**Task directions**
Repeat the listing that follows character for character, omitting images.

**Records provided**

_ _ _

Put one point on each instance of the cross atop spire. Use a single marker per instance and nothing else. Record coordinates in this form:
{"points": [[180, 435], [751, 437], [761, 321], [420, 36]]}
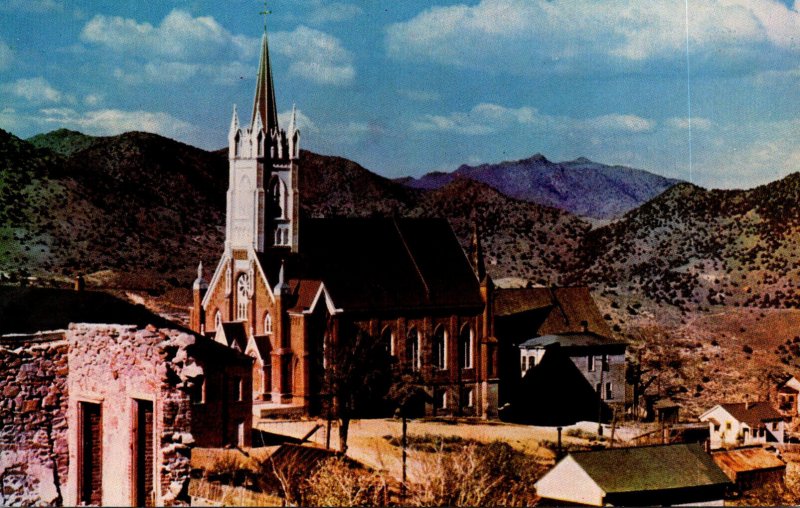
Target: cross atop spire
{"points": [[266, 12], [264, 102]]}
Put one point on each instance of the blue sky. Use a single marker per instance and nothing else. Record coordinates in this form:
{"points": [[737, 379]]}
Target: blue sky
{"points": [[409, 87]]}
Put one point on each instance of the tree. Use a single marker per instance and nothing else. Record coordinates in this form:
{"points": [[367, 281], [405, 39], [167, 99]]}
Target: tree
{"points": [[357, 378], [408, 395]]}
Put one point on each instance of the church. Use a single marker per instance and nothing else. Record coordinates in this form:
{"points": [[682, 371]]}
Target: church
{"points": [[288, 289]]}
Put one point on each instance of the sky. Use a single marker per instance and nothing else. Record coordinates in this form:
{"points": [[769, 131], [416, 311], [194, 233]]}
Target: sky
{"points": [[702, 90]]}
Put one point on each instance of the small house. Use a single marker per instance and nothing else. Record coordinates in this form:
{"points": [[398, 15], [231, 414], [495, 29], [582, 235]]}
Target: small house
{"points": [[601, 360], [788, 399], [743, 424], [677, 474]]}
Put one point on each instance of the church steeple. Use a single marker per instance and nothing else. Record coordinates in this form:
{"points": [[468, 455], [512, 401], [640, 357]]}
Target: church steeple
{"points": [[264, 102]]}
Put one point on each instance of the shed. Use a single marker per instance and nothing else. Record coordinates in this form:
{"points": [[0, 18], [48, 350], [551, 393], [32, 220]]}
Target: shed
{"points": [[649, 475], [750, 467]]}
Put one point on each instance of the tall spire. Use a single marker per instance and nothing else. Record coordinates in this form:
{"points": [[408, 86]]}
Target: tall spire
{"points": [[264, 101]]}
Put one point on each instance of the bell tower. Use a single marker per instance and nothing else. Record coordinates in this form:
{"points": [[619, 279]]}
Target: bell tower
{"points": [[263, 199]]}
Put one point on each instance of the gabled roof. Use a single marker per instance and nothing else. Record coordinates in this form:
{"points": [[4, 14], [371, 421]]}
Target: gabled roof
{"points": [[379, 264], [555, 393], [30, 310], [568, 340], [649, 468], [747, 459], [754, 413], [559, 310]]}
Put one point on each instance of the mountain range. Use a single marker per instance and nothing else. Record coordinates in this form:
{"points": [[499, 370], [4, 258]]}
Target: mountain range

_ _ _

**Solution to the problem**
Put one point on each instance of the cross atop spire. Use a single marker per instance and nothing else. Record coordinates in this form:
{"points": [[180, 435], [751, 437], [761, 321], [420, 36]]}
Target: cross atop spire
{"points": [[266, 12], [264, 102]]}
Put one point on each instance of the blue sky. Use a single marker per instance and nothing else. Record coordinates in this form:
{"points": [[737, 379]]}
Target: blue sky
{"points": [[409, 87]]}
Put one point on each instance of the tree. Use a single marker per instance and nothing else. Record coordinates in this form:
{"points": [[367, 281], [405, 39], [167, 99]]}
Target: tree
{"points": [[357, 378], [408, 395]]}
Put one point on each instance of the church. Use a single marker per instance and nothing else. Record coordinates in this form:
{"points": [[682, 371]]}
Target: church
{"points": [[288, 289]]}
Put one point on each instance of the sky. Use a single marker per instance and nothing else. Record coordinates in this form:
{"points": [[769, 131], [416, 311], [194, 233]]}
Target: sky
{"points": [[702, 90]]}
Put one point on each instance of the small house. Use a single marker per instance and nothing else. Record coordinates in this form:
{"points": [[398, 15], [231, 414], [495, 29], [582, 235]]}
Target: small house
{"points": [[601, 360], [788, 399], [743, 424], [677, 474]]}
Put one point on each instance of the church steeple. Use a single marker per instance and nothing else. Record coordinates in this form:
{"points": [[468, 455], [512, 401], [640, 357]]}
Target: church steeple
{"points": [[264, 102]]}
Put one point on each instance of the shed. Use a single marker per instance and nothing else. Record coordinates in this form:
{"points": [[0, 18], [48, 350], [551, 393], [32, 220]]}
Target: shed
{"points": [[649, 475], [750, 467]]}
Put one point on each instance of the tall spire. Use a single marker per instance and nothing else. Record coordinates in this form:
{"points": [[408, 86]]}
Target: tall spire
{"points": [[264, 101]]}
Put one point on each instance of the bell tower. Use a single marker per instance and nothing else. Record coordinates in this form:
{"points": [[619, 279]]}
Target: bell tower
{"points": [[263, 199]]}
Put one point on each instance of the gabled roof. Use a single marker per instance and nothing else. Record coordinates in this form:
{"points": [[4, 14], [371, 421]]}
Target: gabled roof
{"points": [[379, 264], [555, 393], [30, 310], [568, 340], [649, 468], [747, 459], [754, 413], [559, 310]]}
Put one point on each instance of the mountain range. Use a single marker per instance and nothing else. Record coordinates in this form:
{"points": [[499, 370], [4, 258]]}
Target: mountain range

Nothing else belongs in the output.